(Coordinate annotation records)
begin
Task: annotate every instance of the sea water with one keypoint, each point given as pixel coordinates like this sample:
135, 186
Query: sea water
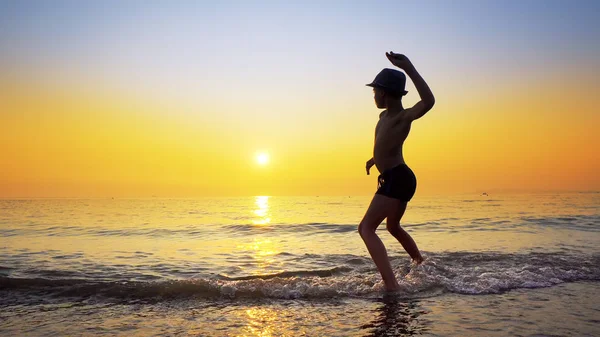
496, 265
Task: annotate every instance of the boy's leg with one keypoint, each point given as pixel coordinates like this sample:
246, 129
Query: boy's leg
379, 209
393, 226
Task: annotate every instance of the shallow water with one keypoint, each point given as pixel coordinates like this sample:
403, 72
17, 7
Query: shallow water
261, 266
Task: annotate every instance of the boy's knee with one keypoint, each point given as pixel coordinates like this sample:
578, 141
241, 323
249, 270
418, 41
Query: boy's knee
393, 227
363, 229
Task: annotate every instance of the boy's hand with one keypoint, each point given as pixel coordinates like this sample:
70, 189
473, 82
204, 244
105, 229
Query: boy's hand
370, 164
399, 60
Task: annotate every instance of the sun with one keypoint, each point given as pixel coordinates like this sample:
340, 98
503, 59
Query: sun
262, 158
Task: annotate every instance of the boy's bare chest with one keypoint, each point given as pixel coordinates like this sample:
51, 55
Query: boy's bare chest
391, 126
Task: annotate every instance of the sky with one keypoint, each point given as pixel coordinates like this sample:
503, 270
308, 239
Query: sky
178, 98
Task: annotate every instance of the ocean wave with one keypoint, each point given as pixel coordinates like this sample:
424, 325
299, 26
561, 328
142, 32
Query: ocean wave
462, 273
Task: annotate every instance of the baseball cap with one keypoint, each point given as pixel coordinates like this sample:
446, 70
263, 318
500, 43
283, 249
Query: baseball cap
390, 79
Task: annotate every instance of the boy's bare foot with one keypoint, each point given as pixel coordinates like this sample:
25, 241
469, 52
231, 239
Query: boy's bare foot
418, 260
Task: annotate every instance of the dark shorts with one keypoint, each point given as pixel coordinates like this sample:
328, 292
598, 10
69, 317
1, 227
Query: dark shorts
398, 183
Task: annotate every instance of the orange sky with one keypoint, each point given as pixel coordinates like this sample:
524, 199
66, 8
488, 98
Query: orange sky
78, 141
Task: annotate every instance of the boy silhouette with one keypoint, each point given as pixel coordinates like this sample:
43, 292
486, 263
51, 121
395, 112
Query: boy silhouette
396, 183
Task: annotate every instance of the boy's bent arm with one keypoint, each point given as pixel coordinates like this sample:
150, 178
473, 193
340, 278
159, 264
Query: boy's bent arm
427, 100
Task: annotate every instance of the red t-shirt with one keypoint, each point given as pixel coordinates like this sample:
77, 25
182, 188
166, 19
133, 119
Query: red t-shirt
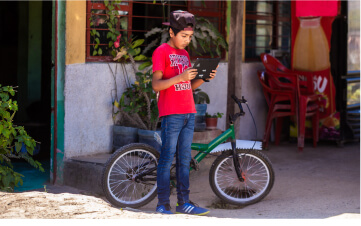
177, 99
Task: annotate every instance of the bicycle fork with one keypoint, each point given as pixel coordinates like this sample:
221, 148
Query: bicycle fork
236, 164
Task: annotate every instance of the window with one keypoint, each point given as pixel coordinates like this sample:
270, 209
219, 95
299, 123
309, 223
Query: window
138, 17
268, 26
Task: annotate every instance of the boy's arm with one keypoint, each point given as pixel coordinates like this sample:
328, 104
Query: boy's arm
159, 84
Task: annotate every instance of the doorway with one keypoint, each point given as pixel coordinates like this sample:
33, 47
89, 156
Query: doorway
25, 63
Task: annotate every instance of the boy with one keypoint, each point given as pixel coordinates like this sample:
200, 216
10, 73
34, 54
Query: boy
172, 78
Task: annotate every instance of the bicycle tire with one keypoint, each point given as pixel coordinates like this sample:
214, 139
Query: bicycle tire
118, 179
257, 172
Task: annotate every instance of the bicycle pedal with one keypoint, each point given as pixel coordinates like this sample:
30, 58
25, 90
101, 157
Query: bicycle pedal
195, 164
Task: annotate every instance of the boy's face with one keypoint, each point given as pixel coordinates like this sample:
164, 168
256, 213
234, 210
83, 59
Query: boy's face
182, 39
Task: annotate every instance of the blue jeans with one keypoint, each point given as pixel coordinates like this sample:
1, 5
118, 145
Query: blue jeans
177, 137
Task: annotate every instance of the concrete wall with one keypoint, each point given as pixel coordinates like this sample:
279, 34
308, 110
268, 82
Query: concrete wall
88, 107
217, 92
251, 89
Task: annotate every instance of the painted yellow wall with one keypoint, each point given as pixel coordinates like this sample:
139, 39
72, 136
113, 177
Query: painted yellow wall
75, 32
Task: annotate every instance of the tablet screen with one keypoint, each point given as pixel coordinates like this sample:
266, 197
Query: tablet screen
205, 66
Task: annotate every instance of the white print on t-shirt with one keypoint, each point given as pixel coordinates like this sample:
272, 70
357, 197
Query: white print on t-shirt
182, 86
180, 61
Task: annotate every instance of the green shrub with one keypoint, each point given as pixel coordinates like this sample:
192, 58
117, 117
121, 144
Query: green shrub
12, 138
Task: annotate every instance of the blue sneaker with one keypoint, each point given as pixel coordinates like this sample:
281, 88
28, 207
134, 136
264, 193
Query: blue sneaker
191, 208
164, 209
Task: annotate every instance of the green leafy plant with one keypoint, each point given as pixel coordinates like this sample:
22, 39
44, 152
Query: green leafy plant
215, 115
200, 97
138, 105
12, 138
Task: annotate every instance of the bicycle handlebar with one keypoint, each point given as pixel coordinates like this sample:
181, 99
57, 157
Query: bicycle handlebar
239, 102
241, 112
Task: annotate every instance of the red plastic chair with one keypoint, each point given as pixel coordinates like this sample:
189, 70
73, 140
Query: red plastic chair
307, 105
281, 103
272, 64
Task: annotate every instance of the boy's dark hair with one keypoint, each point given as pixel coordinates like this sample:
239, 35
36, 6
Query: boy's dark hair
175, 30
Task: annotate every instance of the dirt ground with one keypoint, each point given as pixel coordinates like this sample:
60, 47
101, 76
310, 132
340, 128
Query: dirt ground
63, 202
304, 189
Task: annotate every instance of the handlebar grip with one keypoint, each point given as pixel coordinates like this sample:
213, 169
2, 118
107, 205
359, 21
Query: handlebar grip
238, 102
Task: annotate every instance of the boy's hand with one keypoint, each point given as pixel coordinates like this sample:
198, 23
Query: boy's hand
213, 74
188, 74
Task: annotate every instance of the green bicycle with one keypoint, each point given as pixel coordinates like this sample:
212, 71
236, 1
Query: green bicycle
241, 175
end
Repeat, character for character, the lines from the one that holds "Task: annotate every instance of the dirt" to the final line of the material, inclusive, and no other lines.

◆ **Answer to this task**
Task: annotate every instance of the dirt ground with one keypoint, each point given as pixel coordinates like this sample:
60, 47
101, 76
310, 132
340, 128
Query: dirt ground
63, 202
304, 189
Task: annotate every instance of the handlebar grip with one keypoint, each point given as pixel coordinates like this sample:
213, 169
2, 118
107, 205
359, 21
Query: handlebar grip
238, 102
Task: annotate every instance of the boy's hand with one keypoint, each point given as pixel coordinates like this sample:
198, 23
Query: boy's hand
213, 74
188, 74
Task: annotate every instance of the green bicycle with one keypoint, each point given as pixel coordinates like this sample:
212, 71
236, 1
Query: green bicycle
241, 175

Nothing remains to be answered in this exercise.